**Information supplied**
---+---
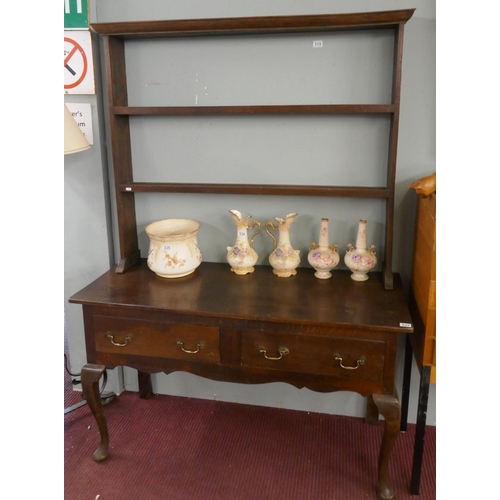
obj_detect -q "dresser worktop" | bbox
[69,260,412,333]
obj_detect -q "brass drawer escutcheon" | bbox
[105,331,133,347]
[177,340,206,354]
[334,353,366,370]
[259,346,289,361]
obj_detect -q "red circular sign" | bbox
[64,37,88,89]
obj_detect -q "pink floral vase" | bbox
[307,218,340,279]
[344,219,377,281]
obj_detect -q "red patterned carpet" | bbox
[64,377,436,500]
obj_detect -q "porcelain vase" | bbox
[226,210,261,275]
[265,212,301,277]
[344,219,377,281]
[145,218,202,278]
[307,218,340,279]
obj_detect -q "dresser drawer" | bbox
[241,330,385,381]
[93,315,220,363]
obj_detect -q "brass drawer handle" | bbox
[177,340,205,354]
[334,354,366,370]
[106,331,133,347]
[259,346,289,360]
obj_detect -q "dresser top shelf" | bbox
[69,261,413,333]
[91,9,415,38]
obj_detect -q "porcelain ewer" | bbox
[226,210,261,275]
[265,212,301,277]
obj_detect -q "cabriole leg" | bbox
[372,393,401,500]
[365,394,380,425]
[81,364,109,462]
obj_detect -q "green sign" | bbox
[64,0,89,29]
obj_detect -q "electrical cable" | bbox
[64,353,109,394]
[64,354,114,415]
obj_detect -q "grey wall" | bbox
[64,2,123,394]
[64,0,436,424]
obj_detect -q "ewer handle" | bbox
[265,221,279,249]
[247,220,261,248]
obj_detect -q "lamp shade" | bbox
[64,104,90,154]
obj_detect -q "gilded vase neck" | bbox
[319,218,329,247]
[355,219,367,249]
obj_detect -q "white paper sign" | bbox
[65,102,94,145]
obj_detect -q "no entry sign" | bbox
[64,30,95,94]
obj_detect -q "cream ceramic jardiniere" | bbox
[145,218,202,278]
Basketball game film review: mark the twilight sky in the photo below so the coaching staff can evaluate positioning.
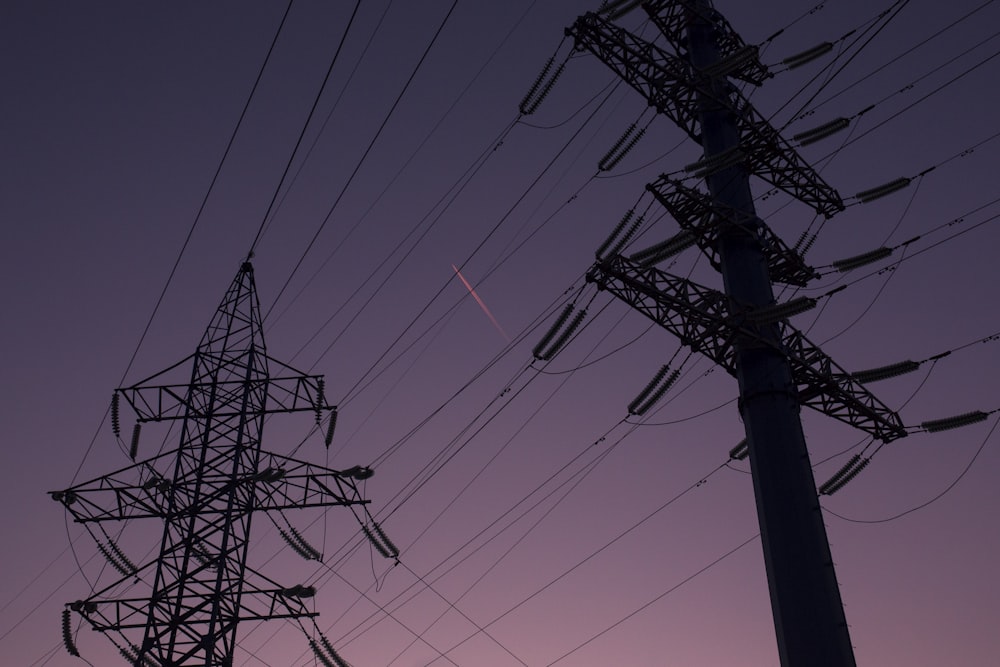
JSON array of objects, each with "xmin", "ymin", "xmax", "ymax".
[{"xmin": 2, "ymin": 1, "xmax": 999, "ymax": 665}]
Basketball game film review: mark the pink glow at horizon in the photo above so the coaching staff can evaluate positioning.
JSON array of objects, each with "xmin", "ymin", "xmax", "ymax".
[{"xmin": 1, "ymin": 1, "xmax": 999, "ymax": 666}]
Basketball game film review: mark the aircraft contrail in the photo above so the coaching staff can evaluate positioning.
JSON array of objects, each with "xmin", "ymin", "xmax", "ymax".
[{"xmin": 452, "ymin": 264, "xmax": 511, "ymax": 342}]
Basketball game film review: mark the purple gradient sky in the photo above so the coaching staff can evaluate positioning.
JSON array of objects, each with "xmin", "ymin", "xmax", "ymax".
[{"xmin": 2, "ymin": 1, "xmax": 999, "ymax": 665}]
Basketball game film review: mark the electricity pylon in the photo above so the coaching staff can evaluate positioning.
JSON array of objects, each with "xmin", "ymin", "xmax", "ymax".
[
  {"xmin": 556, "ymin": 2, "xmax": 907, "ymax": 665},
  {"xmin": 53, "ymin": 261, "xmax": 392, "ymax": 666}
]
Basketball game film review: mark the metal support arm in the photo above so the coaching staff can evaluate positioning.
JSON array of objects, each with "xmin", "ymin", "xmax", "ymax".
[
  {"xmin": 642, "ymin": 0, "xmax": 772, "ymax": 85},
  {"xmin": 587, "ymin": 254, "xmax": 907, "ymax": 442},
  {"xmin": 566, "ymin": 12, "xmax": 844, "ymax": 217},
  {"xmin": 52, "ymin": 450, "xmax": 370, "ymax": 523},
  {"xmin": 644, "ymin": 176, "xmax": 819, "ymax": 286}
]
---+---
**Your assignment**
Only the number is wanted: how many lines in the preceding entries hold the string "above"?

**Answer space**
5